## PROBLEM TO WORK ON
Return the records as they stand. No picture is to be included.

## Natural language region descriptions
********
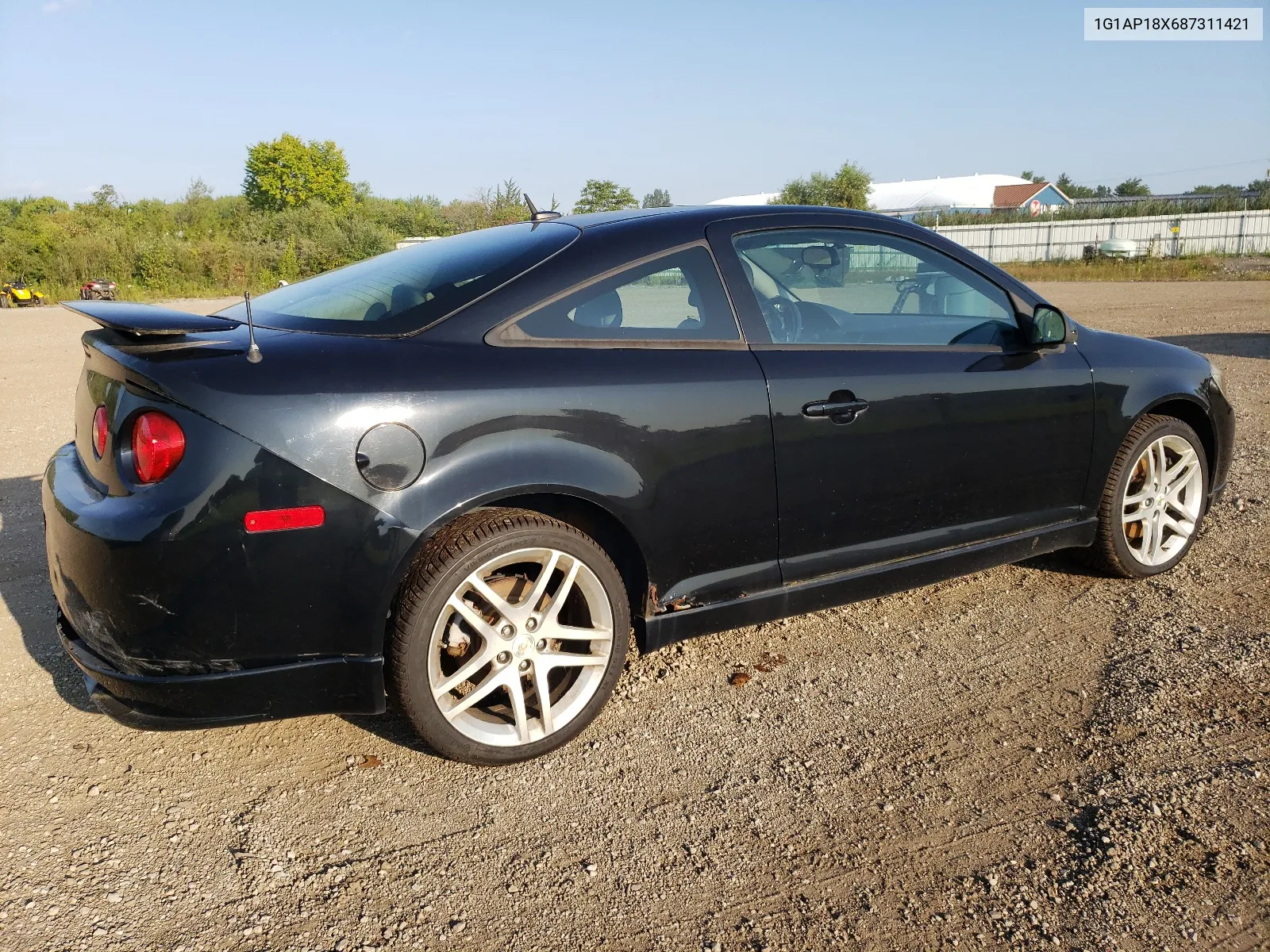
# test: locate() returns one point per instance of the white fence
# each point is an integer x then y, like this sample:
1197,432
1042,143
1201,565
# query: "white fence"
********
## TASK OUTPUT
# test: locate() returns one point per instance of the white fence
# each point is an integer x then y, like this sample:
1197,432
1042,143
1201,565
# query: "white fence"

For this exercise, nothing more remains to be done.